The Commission has concluded that neither Thiokol nor NASA responded adequately to internal warnings about the faulty seal design. Furthermore, Thiokol and NASA did not make a timely attempt to develop and verify a new seal after the initial design was shown to be deficient. Neither organization developed a solution to the unexpected occurrences of O-ring erosion and blow-by even though this problem was experienced frequently during the Shuttle flight history. Instead, Thiokol and NASA management came to accept erosion and blow-by as unavoidable and an acceptable flight risk. Specifically, the Commission has found that:
1. The joint test and certification program was inadequate. There was no requirement to configure the qualifications test motor as it would be in flight, and the motors were static tested in a horizontal position, not in the vertical flight position.
2. Prior to the accident, neither NASA nor Thiokol fully understood the mechanism by which the joint sealing action took place.
3. NASA and Thiokol accepted escalating risk apparently because they "got away with it last time." As Commissioner Feynman observed, the decision making was: "a kind of Russian roulette. ... (The Shuttle) flies (with O-ring erosion) and nothing happens. Then it is suggested, therefore, that the risk is no longer so high for the next flights. We can lower our standards a little bit because we got away with it last time. ... You got away with it, but it shouldn't be done over and over again like that."
4. NASA's system for tracking anomalies for Flight Readiness Reviews failed in that, despite a history of persistent O-ring erosion and blow-by, flight was still permitted. It failed again in the strange sequence of six consecutive launch constraint waivers prior to 51-L, permitting it to fly without any record of a waiver, or even of an explicit constraint. Tracking and continuing only anomalies that are "outside the data base" of prior flight allowed major problems to be removed from and lost by the reporting system.
5. The O-ring erosion history presented to Level I at NASA Headquarters in August 1985 was sufficiently detailed to require corrective action prior to the next flight.
6. A careful analysis of the flight history of O-ring performance would have revealed the correlation of O-ring damage and low temperature. Neither NASA nor Thiokol carried out such an analysis; consequently, they were unprepared to properly evaluate the risks of launching the 51-L mission in conditions more extreme than they had encountered before.

===

- GOAL A:
From the entries, list as a numbered list the lines from the one with "segment metal fence section, every instance" up to and including the one with "[[[101,193],[101,76],[95,71],[23,76],[24,193]]]", leaving out blank lines.

- Object outline annotations:
===

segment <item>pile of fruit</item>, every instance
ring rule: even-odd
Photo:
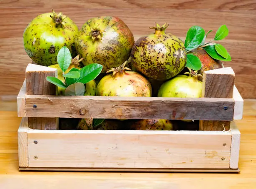
[[[168,26],[157,24],[150,28],[154,33],[135,41],[128,27],[117,17],[92,18],[79,30],[67,16],[52,10],[28,24],[23,42],[36,63],[57,69],[58,78],[47,79],[57,86],[58,95],[200,97],[203,72],[223,67],[221,61],[231,61],[225,48],[215,43],[226,37],[228,30],[222,25],[207,43],[212,30],[205,34],[202,28],[193,26],[183,42],[166,33]],[[60,128],[186,129],[177,128],[177,121],[61,118]]]

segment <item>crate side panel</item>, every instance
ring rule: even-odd
[[[47,131],[28,134],[30,167],[229,167],[229,132]]]
[[[231,121],[234,104],[232,98],[217,98],[37,95],[26,98],[27,116],[35,117]]]

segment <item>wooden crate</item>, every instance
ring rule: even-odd
[[[239,172],[233,121],[243,101],[231,68],[205,72],[200,98],[56,96],[46,78],[56,74],[27,68],[17,97],[20,170]],[[200,121],[200,131],[60,130],[58,117]]]

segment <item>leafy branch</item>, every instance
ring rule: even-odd
[[[99,64],[91,64],[81,69],[73,68],[66,73],[72,62],[78,63],[82,60],[82,58],[79,60],[79,55],[72,59],[68,48],[63,47],[58,53],[57,61],[62,71],[65,82],[55,77],[48,76],[46,80],[61,88],[65,88],[66,96],[83,96],[85,91],[84,84],[97,77],[101,72],[102,66]]]
[[[205,43],[208,35],[212,30],[205,35],[205,30],[200,27],[193,26],[190,28],[186,36],[185,47],[187,53],[186,66],[194,71],[201,69],[202,63],[199,58],[194,55],[192,51],[197,48],[202,48],[213,58],[222,61],[231,61],[231,58],[226,49],[215,41],[221,40],[228,35],[228,29],[226,25],[222,25],[217,31],[213,40]]]

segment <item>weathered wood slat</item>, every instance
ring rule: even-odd
[[[35,117],[230,121],[234,106],[232,98],[46,95],[26,98],[26,116]]]

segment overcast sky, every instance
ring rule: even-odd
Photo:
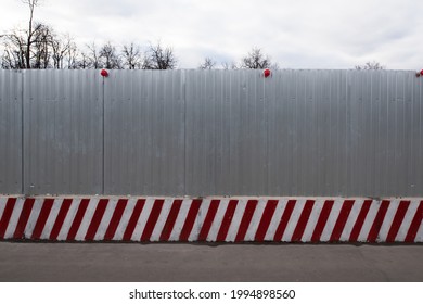
[[[0,34],[26,26],[21,0],[1,0],[0,12]],[[174,47],[181,68],[205,56],[239,62],[252,47],[281,68],[352,68],[373,60],[423,68],[422,0],[42,0],[35,20],[79,47],[161,40]]]

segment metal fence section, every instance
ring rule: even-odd
[[[22,192],[22,76],[0,69],[0,193]]]
[[[423,195],[411,71],[0,71],[0,193]]]
[[[101,193],[101,76],[95,71],[23,76],[24,193]]]

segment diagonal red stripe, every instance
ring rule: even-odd
[[[261,242],[265,239],[267,229],[269,228],[277,206],[278,200],[269,200],[267,202],[260,223],[258,224],[256,235],[254,236],[255,241]]]
[[[99,229],[100,223],[103,219],[104,212],[107,207],[108,199],[101,199],[95,207],[94,215],[92,216],[91,223],[88,226],[88,230],[85,237],[86,241],[92,241],[95,237],[97,230]]]
[[[125,233],[124,233],[124,241],[130,241],[133,230],[136,229],[138,218],[140,217],[140,214],[145,205],[145,199],[140,199],[137,201],[136,206],[133,207],[131,217],[129,218],[128,226],[126,226]]]
[[[82,221],[84,215],[86,214],[90,199],[82,199],[79,203],[78,211],[76,212],[74,221],[70,225],[69,232],[67,233],[66,241],[74,241],[75,236],[78,232],[79,226]]]
[[[304,205],[302,215],[298,218],[297,226],[295,227],[294,233],[292,235],[291,241],[299,242],[303,238],[304,230],[306,229],[308,218],[310,217],[315,200],[307,200]]]
[[[351,235],[349,236],[350,242],[357,242],[358,236],[360,236],[362,225],[364,224],[366,217],[368,216],[371,204],[372,204],[372,200],[366,200],[363,202],[360,213],[357,216],[356,224],[354,224]]]
[[[418,211],[415,212],[415,215],[411,220],[410,228],[408,229],[407,237],[405,239],[407,243],[414,242],[415,236],[418,235],[420,225],[422,223],[422,218],[423,218],[423,201],[420,202]]]
[[[36,226],[34,227],[31,239],[34,239],[34,240],[40,239],[40,236],[42,233],[42,230],[44,229],[46,221],[49,218],[50,211],[51,211],[51,207],[53,206],[53,203],[54,203],[54,199],[46,199],[44,200],[42,207],[41,207],[41,211],[40,211],[40,215],[38,216]]]
[[[21,212],[20,219],[16,225],[15,232],[13,233],[14,239],[22,239],[24,238],[24,232],[26,228],[26,224],[28,223],[30,212],[33,211],[35,199],[29,198],[25,200],[24,207]]]
[[[198,214],[200,206],[202,204],[203,200],[193,200],[190,211],[188,212],[185,223],[183,224],[181,235],[179,236],[180,241],[188,241],[188,238],[190,237],[192,227],[194,226],[194,221],[196,218],[196,215]]]
[[[376,217],[374,218],[373,225],[370,228],[369,235],[368,235],[368,242],[375,242],[379,236],[379,231],[381,230],[383,220],[385,219],[385,215],[387,212],[387,208],[389,207],[389,201],[382,201],[381,206],[379,207]]]
[[[165,200],[155,200],[153,208],[149,215],[149,219],[146,220],[144,231],[141,235],[141,241],[150,241],[151,233],[153,233],[154,227],[156,226],[158,216],[161,215],[163,204]]]
[[[248,230],[249,223],[252,221],[254,212],[257,207],[257,200],[249,200],[245,206],[244,215],[242,216],[240,223],[240,229],[238,230],[235,242],[242,242],[245,239],[245,235]]]
[[[178,218],[179,210],[181,208],[182,200],[175,200],[171,204],[169,215],[167,216],[165,226],[161,233],[161,241],[168,241],[170,238],[171,230],[174,230],[175,221]]]
[[[393,224],[390,225],[386,242],[395,242],[395,238],[398,235],[399,228],[401,227],[403,217],[406,216],[407,210],[410,205],[410,201],[400,201],[397,212],[395,213]]]
[[[319,219],[316,224],[315,231],[311,236],[311,242],[319,242],[322,236],[324,226],[326,226],[329,215],[331,214],[333,204],[335,202],[333,200],[328,200],[324,202],[322,211],[320,212]]]
[[[287,223],[290,223],[290,218],[292,212],[294,211],[296,200],[290,200],[286,203],[285,210],[281,216],[281,220],[279,221],[277,231],[274,232],[273,241],[280,242],[282,240],[283,233],[285,232]]]
[[[111,218],[111,223],[108,224],[107,230],[106,230],[106,232],[104,235],[104,240],[105,241],[112,240],[113,237],[115,236],[116,229],[119,226],[121,216],[124,214],[124,211],[125,211],[127,204],[128,204],[128,200],[127,199],[120,199],[117,202],[116,208],[113,212],[113,215],[112,215],[112,218]]]
[[[202,228],[200,229],[198,241],[207,240],[208,232],[210,231],[211,224],[215,220],[217,210],[219,207],[220,200],[211,200],[210,206],[208,207],[207,215],[204,218]]]
[[[346,200],[341,207],[339,216],[336,219],[335,226],[333,227],[330,242],[336,242],[339,240],[341,235],[344,231],[345,224],[347,224],[349,213],[351,212],[354,200]]]
[[[50,240],[54,241],[57,240],[57,236],[61,232],[63,223],[65,221],[67,212],[70,208],[72,199],[64,199],[61,205],[61,208],[59,211],[57,217],[54,221],[53,228],[50,232]]]
[[[238,205],[238,200],[230,200],[228,203],[227,211],[225,212],[222,223],[220,225],[219,232],[217,233],[216,241],[223,242],[227,238],[229,227],[232,223],[232,217]]]
[[[5,230],[8,229],[9,221],[12,216],[15,204],[16,204],[16,198],[9,198],[5,203],[3,215],[1,216],[0,219],[0,240],[4,238],[4,233]]]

===

- GOAL B:
Quote the first sentence of each numbered finding in the passage on the Commission's findings.

- COMPLETE OUTPUT A:
1. segment metal fence section, every instance
2. ring rule: even-odd
3. [[[22,192],[22,76],[0,69],[0,193]]]
4. [[[423,195],[411,71],[0,71],[0,193]]]
5. [[[101,193],[101,76],[95,71],[23,76],[24,193]]]

- COMPLETE OUTPUT B:
1. The joint test and certification program was inadequate.
2. Prior to the accident, neither NASA nor Thiokol fully understood the mechanism by which the joint sealing action took place.
3. NASA and Thiokol accepted escalating risk apparently because they "got away with it last time."
4. NASA's system for tracking anomalies for Flight Readiness Reviews failed in that, despite a history of persistent O-ring erosion and blow-by, flight was still permitted.
5. The O-ring erosion history presented to Level I at NASA Headquarters in August 1985 was sufficiently detailed to require corrective action prior to the next flight.
6. A careful analysis of the flight history of O-ring performance would have revealed the correlation of O-ring damage and low temperature.